* Begin ENTRIES *
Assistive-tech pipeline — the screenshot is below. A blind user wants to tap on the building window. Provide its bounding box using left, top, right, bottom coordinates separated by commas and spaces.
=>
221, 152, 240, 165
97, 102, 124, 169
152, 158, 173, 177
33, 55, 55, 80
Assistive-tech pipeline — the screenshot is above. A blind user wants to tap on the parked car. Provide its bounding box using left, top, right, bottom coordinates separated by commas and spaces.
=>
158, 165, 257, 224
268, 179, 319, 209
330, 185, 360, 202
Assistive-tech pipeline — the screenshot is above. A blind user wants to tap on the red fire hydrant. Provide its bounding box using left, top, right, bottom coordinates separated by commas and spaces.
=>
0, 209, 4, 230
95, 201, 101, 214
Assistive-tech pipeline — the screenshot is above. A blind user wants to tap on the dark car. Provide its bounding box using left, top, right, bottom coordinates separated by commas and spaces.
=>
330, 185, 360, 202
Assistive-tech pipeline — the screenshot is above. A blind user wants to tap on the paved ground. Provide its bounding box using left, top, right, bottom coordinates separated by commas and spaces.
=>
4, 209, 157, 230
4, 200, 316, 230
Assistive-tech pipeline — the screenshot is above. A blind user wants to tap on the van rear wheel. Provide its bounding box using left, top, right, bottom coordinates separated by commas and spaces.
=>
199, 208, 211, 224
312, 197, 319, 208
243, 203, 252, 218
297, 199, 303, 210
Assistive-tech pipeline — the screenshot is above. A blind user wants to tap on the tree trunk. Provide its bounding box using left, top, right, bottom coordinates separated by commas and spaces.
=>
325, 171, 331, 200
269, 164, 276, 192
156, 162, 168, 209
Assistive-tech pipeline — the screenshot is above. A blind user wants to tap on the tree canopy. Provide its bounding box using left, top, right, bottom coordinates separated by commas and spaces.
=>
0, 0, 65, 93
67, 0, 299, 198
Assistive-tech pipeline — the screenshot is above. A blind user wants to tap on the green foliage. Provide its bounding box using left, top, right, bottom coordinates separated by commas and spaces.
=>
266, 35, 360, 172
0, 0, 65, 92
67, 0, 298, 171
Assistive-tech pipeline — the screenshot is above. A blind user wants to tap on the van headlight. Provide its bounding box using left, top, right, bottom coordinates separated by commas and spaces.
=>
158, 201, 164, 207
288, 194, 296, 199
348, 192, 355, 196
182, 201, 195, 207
* End ENTRIES *
# TASK STATEMENT
Count the lines in the listing above that contain the string "tree" (case-sensitive), and reply with only that number.

# RESULT FOR THIS EXERCISE
2